● Data for analysis:

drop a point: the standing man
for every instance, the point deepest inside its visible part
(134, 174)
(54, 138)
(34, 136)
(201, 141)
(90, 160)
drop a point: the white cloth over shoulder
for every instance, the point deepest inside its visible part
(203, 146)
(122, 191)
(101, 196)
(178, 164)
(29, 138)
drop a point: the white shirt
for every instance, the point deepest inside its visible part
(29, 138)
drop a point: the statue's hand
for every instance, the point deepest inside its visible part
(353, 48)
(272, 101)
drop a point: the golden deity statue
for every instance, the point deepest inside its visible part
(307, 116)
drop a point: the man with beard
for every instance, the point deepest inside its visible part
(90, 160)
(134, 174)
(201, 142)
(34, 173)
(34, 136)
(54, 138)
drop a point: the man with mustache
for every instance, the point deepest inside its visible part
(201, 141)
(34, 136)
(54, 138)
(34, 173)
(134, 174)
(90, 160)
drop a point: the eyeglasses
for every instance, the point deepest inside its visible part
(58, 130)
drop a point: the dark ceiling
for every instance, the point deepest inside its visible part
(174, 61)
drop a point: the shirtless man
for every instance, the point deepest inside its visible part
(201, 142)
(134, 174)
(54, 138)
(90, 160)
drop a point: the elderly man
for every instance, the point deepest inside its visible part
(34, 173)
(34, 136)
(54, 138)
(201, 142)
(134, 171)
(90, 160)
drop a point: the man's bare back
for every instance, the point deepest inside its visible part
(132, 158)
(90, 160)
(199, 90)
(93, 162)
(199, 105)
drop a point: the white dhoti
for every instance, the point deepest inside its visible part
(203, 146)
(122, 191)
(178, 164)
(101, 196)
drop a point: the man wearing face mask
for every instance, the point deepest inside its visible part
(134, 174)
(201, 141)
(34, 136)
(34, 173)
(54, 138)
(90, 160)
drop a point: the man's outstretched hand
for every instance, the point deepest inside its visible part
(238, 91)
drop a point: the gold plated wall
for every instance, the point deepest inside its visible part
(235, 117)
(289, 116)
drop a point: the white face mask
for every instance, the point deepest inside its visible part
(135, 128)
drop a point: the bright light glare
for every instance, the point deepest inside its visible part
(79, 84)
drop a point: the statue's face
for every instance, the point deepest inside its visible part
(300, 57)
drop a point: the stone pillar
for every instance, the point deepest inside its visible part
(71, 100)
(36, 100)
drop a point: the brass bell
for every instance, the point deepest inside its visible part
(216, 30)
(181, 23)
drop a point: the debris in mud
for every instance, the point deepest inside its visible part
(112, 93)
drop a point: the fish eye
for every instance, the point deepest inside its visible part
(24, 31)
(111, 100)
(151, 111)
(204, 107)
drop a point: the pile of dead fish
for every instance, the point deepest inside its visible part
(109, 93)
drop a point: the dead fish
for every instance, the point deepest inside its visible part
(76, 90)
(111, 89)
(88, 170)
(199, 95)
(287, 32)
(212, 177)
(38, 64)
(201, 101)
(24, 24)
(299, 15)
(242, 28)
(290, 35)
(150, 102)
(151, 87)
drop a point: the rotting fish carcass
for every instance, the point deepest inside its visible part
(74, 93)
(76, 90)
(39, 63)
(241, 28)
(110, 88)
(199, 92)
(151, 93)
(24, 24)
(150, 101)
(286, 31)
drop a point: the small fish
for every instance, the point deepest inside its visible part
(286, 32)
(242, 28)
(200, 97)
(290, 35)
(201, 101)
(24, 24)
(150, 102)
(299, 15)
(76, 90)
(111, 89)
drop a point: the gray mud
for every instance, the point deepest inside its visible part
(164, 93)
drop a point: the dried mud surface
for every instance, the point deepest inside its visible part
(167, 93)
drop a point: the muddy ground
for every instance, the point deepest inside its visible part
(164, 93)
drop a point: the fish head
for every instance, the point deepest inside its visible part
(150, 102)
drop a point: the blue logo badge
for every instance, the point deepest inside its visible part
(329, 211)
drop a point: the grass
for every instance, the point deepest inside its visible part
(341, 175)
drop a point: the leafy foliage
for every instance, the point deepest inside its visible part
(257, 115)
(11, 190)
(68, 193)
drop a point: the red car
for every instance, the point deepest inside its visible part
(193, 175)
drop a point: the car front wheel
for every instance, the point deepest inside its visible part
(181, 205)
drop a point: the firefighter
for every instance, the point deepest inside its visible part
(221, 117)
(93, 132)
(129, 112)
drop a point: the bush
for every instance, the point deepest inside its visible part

● Activity: Each record must be transcribed exactly, with nothing left out.

● Solved exercise:
drop a point: the standing man
for every instance, the point deepest inside its visible part
(134, 174)
(54, 138)
(34, 136)
(201, 141)
(90, 160)
drop a point: the white cloth over shoulder
for every instance, the point deepest inside its visible part
(203, 146)
(122, 191)
(101, 196)
(178, 164)
(29, 138)
drop a point: the white shirt
for every instance, the point deepest inside its visible part
(29, 138)
drop a point: the statue's hand
for every instance, the point deepest inside its visible part
(353, 48)
(272, 101)
drop a point: the golden deity statue
for every instance, the point deepest inside its visible part
(307, 116)
drop a point: the man with beard
for every instance, the point deepest inside its visible part
(90, 160)
(134, 174)
(201, 142)
(34, 173)
(34, 136)
(54, 138)
drop a point: the man with mustache
for every instance, the point deepest inside its visible part
(201, 141)
(34, 136)
(54, 138)
(34, 173)
(134, 174)
(90, 160)
drop a point: the eyeglasses
for every instance, the point deepest inside its visible part
(58, 130)
drop a point: the dark ceiling
for every instance, the point deepest inside its visible part
(174, 61)
drop a point: the shirtless man
for every instance, the point deepest inside its visible part
(201, 142)
(134, 174)
(54, 138)
(90, 160)
drop a point: the elderly man
for every instance, the point deepest inside its visible part
(34, 173)
(34, 136)
(54, 138)
(201, 142)
(134, 171)
(90, 160)
drop a point: the man's bare back
for every instance, the point deepest inside its visible part
(132, 158)
(90, 160)
(199, 90)
(93, 162)
(199, 105)
drop a point: the white dhoti
for every instance, the point deepest inside its visible part
(203, 146)
(122, 191)
(178, 164)
(101, 196)
drop a point: the man wearing face mask
for every instance, the point deepest inside its visible part
(134, 174)
(201, 141)
(34, 136)
(34, 173)
(54, 138)
(90, 160)
drop a point: the man's outstretched hand
for every instance, the point deepest inside its visible part
(238, 91)
drop a point: the gold plated wall
for every instance, the point deepest inside its visible part
(235, 117)
(289, 116)
drop a point: the white face mask
for every instance, the point deepest inside its visible part
(135, 128)
drop a point: the bright light glare
for every instance, the point deepest inside its visible part
(79, 84)
drop a point: the statue's face
for every instance, the point deepest inside its visible part
(300, 57)
drop a point: the stone pillar
for every instance, the point deepest inside its visible part
(71, 100)
(36, 100)
drop a point: the brass bell
for every instance, the point deepest inside its visible part
(216, 30)
(181, 23)
drop a point: the debris in mud
for every instance, the point deepest inside its visible part
(112, 93)
drop a point: the fish eye
for every instance, the point deepest inside its visible part
(24, 31)
(111, 100)
(151, 111)
(204, 107)
drop a point: the pile of dead fish
for every instance, the point deepest inside its visible part
(109, 93)
drop a point: the dead fish
for every instance, the point deepest inside its visible part
(76, 90)
(111, 89)
(88, 170)
(199, 95)
(287, 32)
(212, 177)
(38, 64)
(201, 101)
(24, 24)
(299, 15)
(242, 28)
(290, 35)
(150, 102)
(151, 87)
drop a point: the rotting fish carcass
for every instance, the point deepest inside its visible part
(74, 93)
(76, 90)
(39, 63)
(241, 28)
(110, 88)
(199, 92)
(151, 93)
(24, 24)
(150, 101)
(286, 31)
drop a point: the small fish
for every instance, the point deepest inside its visible part
(286, 32)
(242, 28)
(200, 97)
(290, 35)
(201, 101)
(24, 24)
(150, 102)
(299, 15)
(76, 90)
(111, 89)
drop a point: the gray mud
for every instance, the point deepest inside its visible part
(164, 93)
drop a point: the dried mud surface
for every instance, the point deepest inside its visible part
(167, 93)
drop a point: the muddy ground
for every instance, the point deepest inside its visible part
(164, 93)
drop a point: the fish head
for every instance, the point deepest inside its visible part
(150, 102)
drop a point: the blue logo badge
for every instance, the point deepest inside its visible part
(329, 211)
drop a point: the grass
for every instance, the point deepest inside its visible part
(341, 175)
drop a point: the leafy foliage
for every instance, the point deepest inside its visible part
(257, 115)
(11, 190)
(68, 193)
drop a point: the red car
for every instance, the point deepest inside its visible part
(193, 175)
drop a point: the car front wheel
for every instance, the point deepest inside its visible part
(181, 205)
drop a point: the firefighter
for every instance, the point deepest inside its visible part
(221, 117)
(93, 132)
(129, 112)
drop a point: the bush
for every instance, the point deepest inside its visible part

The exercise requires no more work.